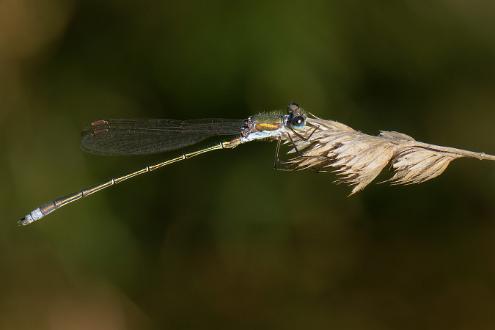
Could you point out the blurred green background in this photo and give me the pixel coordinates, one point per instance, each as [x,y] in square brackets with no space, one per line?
[224,241]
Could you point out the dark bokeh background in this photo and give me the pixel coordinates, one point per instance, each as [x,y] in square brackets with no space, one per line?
[223,241]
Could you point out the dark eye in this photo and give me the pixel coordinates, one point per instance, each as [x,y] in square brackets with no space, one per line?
[297,121]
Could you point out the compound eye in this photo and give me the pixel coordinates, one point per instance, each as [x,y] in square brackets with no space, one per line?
[297,121]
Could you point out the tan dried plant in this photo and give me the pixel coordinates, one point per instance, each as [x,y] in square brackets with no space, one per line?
[358,158]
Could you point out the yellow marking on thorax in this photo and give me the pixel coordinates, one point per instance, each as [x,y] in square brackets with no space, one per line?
[267,127]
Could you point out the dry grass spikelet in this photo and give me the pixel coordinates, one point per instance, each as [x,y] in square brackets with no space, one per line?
[358,158]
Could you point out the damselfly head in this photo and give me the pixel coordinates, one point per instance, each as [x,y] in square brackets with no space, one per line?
[296,118]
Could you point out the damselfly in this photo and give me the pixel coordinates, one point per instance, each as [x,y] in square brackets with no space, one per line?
[149,136]
[315,143]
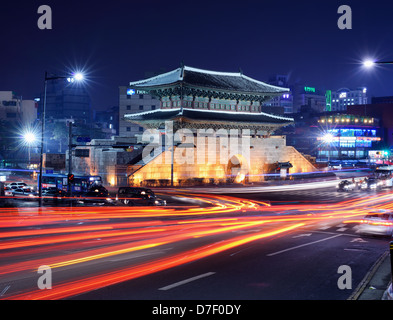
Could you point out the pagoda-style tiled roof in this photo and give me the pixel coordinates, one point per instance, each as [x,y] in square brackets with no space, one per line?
[207,116]
[212,80]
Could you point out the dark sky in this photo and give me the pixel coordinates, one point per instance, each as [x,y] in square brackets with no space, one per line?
[118,41]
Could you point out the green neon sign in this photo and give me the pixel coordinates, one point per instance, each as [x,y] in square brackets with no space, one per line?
[309,89]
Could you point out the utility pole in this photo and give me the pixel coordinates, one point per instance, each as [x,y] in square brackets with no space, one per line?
[70,124]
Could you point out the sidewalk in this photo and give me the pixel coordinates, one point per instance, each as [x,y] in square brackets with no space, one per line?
[375,284]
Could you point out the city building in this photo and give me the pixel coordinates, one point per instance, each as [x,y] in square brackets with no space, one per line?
[381,111]
[108,121]
[348,136]
[281,104]
[201,112]
[345,97]
[16,110]
[133,101]
[308,97]
[66,100]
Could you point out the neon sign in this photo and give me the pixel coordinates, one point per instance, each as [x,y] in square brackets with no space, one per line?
[309,89]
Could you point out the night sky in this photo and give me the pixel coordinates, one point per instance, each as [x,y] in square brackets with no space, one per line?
[116,42]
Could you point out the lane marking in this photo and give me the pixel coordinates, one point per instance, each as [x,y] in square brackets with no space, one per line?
[176,284]
[303,245]
[4,290]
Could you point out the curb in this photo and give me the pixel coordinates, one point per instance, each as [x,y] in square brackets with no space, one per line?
[368,277]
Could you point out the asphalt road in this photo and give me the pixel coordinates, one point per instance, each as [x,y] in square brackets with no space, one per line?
[231,248]
[301,265]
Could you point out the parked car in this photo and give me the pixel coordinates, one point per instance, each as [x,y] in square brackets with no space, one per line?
[134,196]
[377,223]
[371,184]
[16,185]
[96,195]
[8,192]
[53,195]
[25,193]
[346,185]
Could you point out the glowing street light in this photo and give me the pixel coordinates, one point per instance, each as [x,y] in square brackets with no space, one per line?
[328,138]
[29,137]
[70,78]
[78,76]
[369,63]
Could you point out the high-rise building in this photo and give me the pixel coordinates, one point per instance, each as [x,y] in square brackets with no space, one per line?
[133,101]
[66,100]
[281,104]
[346,97]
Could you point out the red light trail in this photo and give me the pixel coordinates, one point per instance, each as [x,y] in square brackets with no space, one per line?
[64,238]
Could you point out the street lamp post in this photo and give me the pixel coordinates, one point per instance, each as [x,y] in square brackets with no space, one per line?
[70,78]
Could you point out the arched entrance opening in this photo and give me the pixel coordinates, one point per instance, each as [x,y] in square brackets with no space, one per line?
[237,169]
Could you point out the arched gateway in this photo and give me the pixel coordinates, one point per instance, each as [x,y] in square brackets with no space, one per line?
[228,135]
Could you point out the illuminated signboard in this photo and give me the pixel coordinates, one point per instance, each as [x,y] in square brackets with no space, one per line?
[309,89]
[328,100]
[131,92]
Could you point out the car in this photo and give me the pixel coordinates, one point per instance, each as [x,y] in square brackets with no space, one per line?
[98,196]
[53,195]
[346,185]
[16,185]
[24,193]
[378,222]
[371,184]
[136,196]
[8,192]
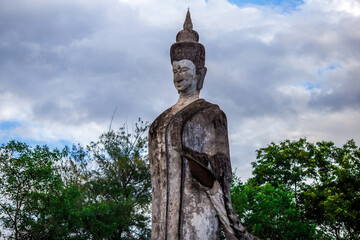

#####

■ **THE EXERCISE**: Find each line in the data above that contains the word "marking", and copy those lines in full.

■ **FULL SOLUTION**:
Could you point out the yellow marking on thorax in this photo and give me the pixel coordinates, one point per instance, each as [x,y] in square brackets with no space, one per line?
Could you point out the lane marking in this photo and give me the pixel coordinates, one point per instance, each as [x,y] in square brackets with no space, one per line?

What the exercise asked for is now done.